## Saved entries
Segment Open

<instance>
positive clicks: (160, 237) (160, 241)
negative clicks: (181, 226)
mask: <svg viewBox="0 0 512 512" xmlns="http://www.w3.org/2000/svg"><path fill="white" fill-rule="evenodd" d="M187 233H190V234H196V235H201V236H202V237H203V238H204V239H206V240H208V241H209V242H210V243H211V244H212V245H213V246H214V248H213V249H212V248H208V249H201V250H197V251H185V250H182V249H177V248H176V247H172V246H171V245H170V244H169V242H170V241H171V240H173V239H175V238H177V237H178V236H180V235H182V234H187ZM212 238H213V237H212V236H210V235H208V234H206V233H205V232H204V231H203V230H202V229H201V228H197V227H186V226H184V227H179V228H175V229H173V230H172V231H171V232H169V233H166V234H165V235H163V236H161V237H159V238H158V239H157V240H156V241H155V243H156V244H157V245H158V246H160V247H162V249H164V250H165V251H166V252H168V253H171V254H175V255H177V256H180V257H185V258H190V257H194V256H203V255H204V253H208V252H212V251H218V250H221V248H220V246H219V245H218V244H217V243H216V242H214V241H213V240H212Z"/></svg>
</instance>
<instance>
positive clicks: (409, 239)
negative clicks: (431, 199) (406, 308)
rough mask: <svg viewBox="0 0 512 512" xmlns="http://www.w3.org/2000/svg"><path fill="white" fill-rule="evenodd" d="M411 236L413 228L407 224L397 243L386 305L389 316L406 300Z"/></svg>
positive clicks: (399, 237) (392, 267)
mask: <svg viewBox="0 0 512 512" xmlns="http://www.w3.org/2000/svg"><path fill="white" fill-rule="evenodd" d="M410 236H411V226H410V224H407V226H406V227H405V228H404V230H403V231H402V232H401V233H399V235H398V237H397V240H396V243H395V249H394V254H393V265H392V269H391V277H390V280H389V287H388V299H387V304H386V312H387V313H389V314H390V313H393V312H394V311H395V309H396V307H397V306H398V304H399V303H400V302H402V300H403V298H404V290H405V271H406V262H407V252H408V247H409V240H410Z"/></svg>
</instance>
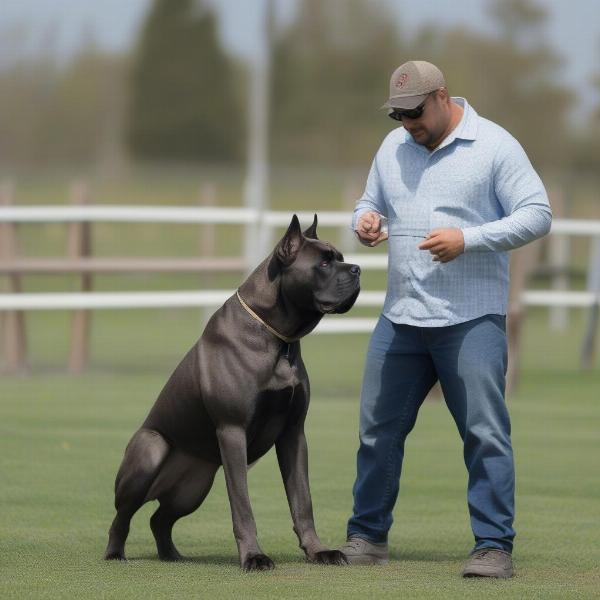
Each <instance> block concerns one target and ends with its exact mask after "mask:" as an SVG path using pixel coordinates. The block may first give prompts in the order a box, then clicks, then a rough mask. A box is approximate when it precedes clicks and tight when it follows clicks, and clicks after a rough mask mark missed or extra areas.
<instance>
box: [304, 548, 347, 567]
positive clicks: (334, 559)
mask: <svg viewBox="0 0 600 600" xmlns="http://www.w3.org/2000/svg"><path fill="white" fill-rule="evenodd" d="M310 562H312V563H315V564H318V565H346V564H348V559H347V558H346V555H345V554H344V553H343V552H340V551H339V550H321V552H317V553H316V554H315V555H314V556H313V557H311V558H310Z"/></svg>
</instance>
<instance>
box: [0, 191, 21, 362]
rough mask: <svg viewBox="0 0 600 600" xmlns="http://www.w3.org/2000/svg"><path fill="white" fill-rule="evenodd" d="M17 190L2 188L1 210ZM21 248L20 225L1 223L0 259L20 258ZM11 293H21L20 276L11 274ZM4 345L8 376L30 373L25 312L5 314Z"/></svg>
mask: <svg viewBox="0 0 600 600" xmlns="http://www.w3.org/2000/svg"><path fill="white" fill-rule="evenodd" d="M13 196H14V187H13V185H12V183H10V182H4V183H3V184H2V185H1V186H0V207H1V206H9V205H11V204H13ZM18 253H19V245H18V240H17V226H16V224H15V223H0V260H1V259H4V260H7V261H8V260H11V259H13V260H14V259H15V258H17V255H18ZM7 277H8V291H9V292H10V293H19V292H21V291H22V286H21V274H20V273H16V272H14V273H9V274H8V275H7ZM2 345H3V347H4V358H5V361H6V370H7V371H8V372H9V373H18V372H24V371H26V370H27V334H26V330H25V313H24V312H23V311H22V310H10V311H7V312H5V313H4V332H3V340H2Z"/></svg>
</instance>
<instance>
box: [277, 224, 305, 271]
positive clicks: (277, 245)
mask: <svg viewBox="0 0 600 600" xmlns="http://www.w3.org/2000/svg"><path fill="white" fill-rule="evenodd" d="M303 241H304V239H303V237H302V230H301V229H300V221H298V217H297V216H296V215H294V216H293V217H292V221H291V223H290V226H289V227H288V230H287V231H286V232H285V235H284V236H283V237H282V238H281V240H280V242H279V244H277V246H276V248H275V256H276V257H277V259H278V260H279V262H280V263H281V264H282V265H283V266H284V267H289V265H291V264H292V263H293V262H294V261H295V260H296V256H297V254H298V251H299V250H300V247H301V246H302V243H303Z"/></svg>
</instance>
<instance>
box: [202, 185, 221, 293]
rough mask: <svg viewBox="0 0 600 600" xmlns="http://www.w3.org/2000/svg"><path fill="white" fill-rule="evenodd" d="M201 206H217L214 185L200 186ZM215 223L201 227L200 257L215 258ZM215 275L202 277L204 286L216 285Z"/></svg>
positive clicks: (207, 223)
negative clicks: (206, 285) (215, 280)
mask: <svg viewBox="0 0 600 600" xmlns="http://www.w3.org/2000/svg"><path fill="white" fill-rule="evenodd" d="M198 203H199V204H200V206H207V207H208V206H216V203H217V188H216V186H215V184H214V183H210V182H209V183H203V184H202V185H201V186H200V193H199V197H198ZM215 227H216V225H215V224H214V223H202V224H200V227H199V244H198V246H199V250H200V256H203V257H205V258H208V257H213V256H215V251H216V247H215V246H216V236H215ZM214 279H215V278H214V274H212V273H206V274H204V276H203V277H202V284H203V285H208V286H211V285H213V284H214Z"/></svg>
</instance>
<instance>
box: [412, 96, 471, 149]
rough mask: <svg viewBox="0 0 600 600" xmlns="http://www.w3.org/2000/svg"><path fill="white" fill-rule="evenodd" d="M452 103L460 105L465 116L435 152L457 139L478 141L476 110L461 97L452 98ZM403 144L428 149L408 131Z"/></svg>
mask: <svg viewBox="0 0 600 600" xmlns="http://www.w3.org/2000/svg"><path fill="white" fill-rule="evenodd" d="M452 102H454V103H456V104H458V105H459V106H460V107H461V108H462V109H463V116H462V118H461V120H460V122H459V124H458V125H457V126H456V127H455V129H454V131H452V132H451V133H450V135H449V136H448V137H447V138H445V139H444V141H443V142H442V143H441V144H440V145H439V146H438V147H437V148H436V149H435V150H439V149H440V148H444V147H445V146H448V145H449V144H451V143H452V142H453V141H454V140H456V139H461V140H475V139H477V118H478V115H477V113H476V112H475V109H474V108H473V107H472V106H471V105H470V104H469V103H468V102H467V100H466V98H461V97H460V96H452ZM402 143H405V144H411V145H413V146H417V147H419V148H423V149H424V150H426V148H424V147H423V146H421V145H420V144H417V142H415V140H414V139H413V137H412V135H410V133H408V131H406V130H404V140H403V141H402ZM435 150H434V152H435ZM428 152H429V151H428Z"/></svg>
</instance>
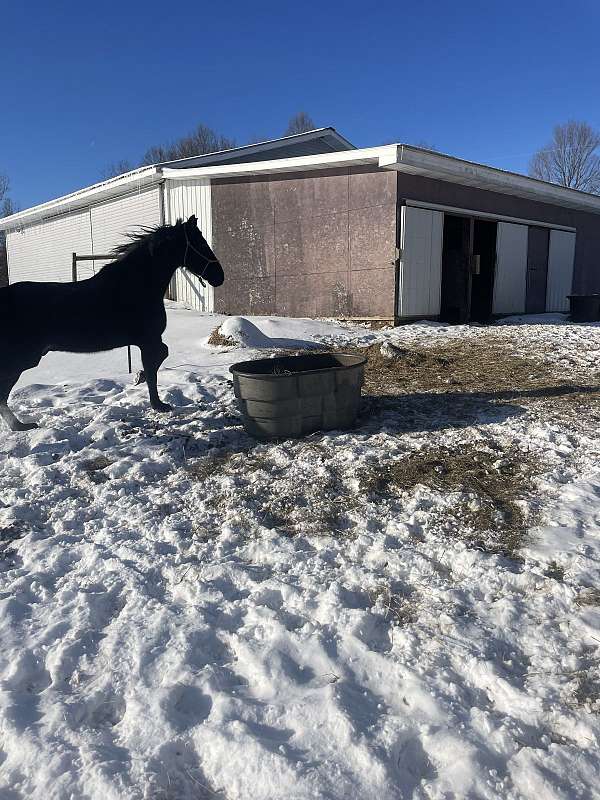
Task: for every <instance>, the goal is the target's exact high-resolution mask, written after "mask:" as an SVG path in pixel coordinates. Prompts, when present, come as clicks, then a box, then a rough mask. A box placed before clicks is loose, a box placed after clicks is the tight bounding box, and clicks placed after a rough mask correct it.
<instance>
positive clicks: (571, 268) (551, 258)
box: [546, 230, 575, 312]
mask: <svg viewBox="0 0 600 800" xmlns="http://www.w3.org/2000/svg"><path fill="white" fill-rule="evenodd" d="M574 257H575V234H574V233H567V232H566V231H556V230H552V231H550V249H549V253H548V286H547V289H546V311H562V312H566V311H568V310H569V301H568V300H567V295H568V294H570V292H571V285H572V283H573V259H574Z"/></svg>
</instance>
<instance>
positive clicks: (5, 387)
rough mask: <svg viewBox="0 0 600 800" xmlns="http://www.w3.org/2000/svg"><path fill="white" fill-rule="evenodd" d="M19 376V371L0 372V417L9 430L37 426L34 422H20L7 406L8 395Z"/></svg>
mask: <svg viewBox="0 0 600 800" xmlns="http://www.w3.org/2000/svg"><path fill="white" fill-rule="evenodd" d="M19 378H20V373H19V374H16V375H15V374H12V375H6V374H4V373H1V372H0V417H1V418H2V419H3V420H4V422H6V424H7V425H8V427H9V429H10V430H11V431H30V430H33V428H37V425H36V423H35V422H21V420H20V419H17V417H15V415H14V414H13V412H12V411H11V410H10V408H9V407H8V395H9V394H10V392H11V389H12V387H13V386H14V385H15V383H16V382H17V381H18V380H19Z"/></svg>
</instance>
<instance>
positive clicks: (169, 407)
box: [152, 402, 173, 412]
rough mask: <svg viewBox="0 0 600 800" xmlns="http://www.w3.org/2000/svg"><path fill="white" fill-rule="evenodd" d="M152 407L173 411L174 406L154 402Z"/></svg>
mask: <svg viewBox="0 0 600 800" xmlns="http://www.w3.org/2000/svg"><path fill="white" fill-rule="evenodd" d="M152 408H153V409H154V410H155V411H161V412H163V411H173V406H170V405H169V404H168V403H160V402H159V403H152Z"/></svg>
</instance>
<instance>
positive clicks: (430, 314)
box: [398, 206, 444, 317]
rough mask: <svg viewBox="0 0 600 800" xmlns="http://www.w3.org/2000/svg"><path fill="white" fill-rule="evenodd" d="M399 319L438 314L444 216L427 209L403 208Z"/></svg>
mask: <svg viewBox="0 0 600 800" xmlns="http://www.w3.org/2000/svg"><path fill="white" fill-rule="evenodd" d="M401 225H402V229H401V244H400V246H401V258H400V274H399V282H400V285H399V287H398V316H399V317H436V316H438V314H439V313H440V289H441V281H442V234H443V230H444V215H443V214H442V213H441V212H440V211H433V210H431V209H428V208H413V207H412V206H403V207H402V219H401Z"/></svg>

Segment Closed

## What you have to do
Search the data above for the string "then". Report every line where it is found.

## Finished exercise
Each <instance> block concerns one target and ends with its exact mask after "mask:" as an SVG path using pixel coordinates. The block may first give prompts in the order a box, then clicks, then a rough mask. A box is approximate when it precedes clicks and tight when it follows clicks, and clicks after a rough mask mark missed or extra areas.
Task: for every <instance>, the goal is the target's exact high-resolution mask, written after "mask:" as an SVG path in pixel coordinates. Prompts, when present, come as clicks, then a box, then a rough mask. A box placed before clicks is loose, a box placed after clicks is the tight bounding box, and clicks placed after a rough mask correct it.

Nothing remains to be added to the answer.